**WHAT YOU HAVE TO DO**
Extract exactly the range of lines bounded by the line containing "the white building" and the final line of the listing, both ends included, and no other lines.

◆ ◆ ◆ ◆ ◆ ◆ ◆

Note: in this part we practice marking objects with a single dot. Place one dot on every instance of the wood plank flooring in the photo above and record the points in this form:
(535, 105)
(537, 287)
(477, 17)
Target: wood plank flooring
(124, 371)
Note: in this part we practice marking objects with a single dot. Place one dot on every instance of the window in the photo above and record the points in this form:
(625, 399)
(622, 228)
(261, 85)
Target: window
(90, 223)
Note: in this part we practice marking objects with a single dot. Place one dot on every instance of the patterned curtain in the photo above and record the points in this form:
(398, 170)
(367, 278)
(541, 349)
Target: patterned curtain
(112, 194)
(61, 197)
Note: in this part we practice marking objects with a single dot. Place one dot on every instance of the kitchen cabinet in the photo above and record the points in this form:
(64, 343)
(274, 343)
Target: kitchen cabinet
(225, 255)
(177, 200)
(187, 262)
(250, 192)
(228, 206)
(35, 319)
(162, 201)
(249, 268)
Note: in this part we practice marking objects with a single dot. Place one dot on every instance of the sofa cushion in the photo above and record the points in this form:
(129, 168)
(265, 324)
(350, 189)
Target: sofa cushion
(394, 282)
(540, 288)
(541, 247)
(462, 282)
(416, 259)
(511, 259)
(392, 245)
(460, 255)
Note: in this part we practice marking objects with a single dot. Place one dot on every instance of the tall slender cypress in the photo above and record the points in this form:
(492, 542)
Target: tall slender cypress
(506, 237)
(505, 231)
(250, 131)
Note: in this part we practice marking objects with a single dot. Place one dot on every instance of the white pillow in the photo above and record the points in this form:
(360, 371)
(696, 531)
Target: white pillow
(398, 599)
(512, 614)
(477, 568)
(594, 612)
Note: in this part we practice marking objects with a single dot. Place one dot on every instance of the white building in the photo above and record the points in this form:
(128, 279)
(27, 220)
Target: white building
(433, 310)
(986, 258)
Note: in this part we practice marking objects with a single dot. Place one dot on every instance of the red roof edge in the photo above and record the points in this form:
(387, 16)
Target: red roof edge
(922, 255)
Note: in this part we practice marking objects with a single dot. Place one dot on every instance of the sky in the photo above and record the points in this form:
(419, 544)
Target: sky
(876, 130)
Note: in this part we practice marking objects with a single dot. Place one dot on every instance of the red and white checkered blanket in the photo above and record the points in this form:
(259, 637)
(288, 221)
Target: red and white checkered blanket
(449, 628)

◆ ◆ ◆ ◆ ◆ ◆ ◆

**RESPONSE BELOW**
Note: in this part we practice marking objects with a single dot. Place one dot on every instance of the white building in the photo above and record the points in this form:
(128, 279)
(27, 220)
Target: white building
(433, 310)
(986, 258)
Note: in this part we practice marking objects with a single dot. Place one dot on every instance of the red roof edge in the photo above and record the points in this form:
(387, 16)
Target: red roof edge
(922, 255)
Note: in this part we practice marking objects with a single dot. Place one dot on every instance of the sky in the photo above and record the points in this form:
(419, 544)
Target: sky
(876, 130)
Note: in this part we practice marking objects with a single dot. Place one dot on every instance of the red and white checkered blanket in the photo above and record the points in this form:
(259, 637)
(288, 221)
Target: red and white checkered blanket
(449, 628)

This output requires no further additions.